### PROMPT 1
Filter the rows below, copying each one that contains the string "grey" and leaving out the rest. Case counts.

### SOURCE PASSAGE
We investigate fluxbrane solutions to the Einstein-antisymmetric
form-dilaton theory in arbitrary space-time dimensions for a
transverse space of cylindrical topology $S^k\times R^n$,
corresponding to smeared and unsmeared solutions. A master
equation for a single metric function is derived. This is a
non-linear second-order ordinary differential equation admitting
an analytic solution, singular at the origin, which serves as an
attractor for globally regular solutions, whose existence is
demonstrated numerically. For all fluxbranes of different levels
of smearing the metric function diverges at infinity as the same
power of the radial coordinate except for the maximally smeared
case, where a global solution is known in closed form and can be
obtained algebraically using U-duality. The particular cases of F6
and F3 fluxbranes in $D=11$ supergravity and fluxbranes in IIA,
IIB supergravities are discussed.

### PROMPT 2
In the fluxbrane passage, how is the existence of globally regular solutions shown, and what part does the analytic solution of the master equation play for them?

### DATA PROVIDED
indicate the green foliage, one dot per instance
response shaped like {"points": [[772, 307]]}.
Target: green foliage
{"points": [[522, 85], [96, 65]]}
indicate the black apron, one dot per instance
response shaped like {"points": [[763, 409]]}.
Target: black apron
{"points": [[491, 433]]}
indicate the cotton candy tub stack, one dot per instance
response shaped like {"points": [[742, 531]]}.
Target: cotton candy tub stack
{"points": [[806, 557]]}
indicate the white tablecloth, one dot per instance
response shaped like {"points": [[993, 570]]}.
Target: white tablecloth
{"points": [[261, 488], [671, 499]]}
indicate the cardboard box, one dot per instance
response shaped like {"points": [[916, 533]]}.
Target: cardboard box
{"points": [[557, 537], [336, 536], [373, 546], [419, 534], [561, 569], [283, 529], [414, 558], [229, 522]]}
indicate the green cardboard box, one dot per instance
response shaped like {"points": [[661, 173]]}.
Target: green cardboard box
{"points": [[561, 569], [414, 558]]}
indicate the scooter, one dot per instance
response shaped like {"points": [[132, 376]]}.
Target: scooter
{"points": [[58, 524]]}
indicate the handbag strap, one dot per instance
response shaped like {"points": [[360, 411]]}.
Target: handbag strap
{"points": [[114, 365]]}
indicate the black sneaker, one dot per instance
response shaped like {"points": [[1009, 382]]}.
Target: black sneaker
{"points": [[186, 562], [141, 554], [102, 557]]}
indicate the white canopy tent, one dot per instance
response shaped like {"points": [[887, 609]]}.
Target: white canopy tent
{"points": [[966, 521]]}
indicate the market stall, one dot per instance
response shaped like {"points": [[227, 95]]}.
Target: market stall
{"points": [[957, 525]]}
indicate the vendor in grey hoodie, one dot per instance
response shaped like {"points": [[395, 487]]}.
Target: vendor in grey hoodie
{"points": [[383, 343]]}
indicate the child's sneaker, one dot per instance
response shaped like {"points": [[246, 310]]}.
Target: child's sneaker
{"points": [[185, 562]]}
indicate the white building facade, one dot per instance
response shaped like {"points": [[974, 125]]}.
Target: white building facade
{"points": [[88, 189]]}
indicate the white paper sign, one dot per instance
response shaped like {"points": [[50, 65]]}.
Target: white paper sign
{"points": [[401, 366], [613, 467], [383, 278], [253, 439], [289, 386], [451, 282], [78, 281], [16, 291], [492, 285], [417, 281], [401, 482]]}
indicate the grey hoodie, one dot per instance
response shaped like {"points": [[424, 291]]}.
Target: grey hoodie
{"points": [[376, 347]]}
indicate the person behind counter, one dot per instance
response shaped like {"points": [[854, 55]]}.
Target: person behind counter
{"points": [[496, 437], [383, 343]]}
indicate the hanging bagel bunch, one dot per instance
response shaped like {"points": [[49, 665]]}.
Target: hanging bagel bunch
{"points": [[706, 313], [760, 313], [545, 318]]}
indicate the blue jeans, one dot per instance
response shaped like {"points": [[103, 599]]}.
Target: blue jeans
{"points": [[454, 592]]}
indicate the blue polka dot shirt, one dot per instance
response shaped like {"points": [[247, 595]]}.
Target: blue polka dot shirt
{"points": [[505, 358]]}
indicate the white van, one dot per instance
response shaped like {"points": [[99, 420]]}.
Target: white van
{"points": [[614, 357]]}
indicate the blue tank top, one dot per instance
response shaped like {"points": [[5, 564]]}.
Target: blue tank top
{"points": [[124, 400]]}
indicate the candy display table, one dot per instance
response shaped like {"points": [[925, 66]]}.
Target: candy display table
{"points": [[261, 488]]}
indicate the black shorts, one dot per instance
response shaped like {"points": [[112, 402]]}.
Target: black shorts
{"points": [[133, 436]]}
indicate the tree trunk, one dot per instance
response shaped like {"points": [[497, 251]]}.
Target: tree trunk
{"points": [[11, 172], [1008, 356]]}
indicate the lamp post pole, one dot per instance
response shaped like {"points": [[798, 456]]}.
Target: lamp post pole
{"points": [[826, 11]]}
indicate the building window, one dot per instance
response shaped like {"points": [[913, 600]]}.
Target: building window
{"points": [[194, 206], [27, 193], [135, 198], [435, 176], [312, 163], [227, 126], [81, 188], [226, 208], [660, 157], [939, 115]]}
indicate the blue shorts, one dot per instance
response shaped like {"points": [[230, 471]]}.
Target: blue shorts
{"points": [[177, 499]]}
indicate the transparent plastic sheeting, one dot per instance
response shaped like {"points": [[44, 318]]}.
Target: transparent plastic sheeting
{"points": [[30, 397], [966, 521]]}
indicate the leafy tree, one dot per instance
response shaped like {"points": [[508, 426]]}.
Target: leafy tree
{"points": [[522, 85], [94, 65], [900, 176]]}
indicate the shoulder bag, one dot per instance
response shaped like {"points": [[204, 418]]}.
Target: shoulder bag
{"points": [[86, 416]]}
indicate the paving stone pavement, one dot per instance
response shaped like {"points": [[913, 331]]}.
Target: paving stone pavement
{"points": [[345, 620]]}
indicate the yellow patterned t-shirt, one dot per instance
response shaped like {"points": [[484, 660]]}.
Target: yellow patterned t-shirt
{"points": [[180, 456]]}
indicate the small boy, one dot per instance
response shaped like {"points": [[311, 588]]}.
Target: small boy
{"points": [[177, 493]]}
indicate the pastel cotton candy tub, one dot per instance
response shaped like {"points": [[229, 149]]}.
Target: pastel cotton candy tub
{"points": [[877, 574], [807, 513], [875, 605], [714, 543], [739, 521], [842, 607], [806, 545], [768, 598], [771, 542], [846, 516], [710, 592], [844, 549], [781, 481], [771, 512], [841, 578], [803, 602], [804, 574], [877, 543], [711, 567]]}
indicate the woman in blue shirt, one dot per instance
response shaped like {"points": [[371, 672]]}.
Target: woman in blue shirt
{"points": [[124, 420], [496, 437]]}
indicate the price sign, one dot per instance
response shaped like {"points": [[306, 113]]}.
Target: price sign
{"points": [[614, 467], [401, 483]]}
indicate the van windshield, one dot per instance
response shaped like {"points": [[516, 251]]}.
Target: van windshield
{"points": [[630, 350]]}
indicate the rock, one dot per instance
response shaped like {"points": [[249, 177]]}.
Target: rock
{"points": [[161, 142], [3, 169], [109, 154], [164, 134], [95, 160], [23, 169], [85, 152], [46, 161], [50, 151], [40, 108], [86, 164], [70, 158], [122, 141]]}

### CORRECT RESULT 1
indicate the vendor in grey hoodie, one dot per instance
Target: vendor in grey hoodie
indicate the grey hoodie, one dot per instance
Target: grey hoodie

### CORRECT RESULT 2
Their existence is demonstrated numerically. The analytic solution of the master equation is singular at the origin and serves as an attractor for those globally regular solutions.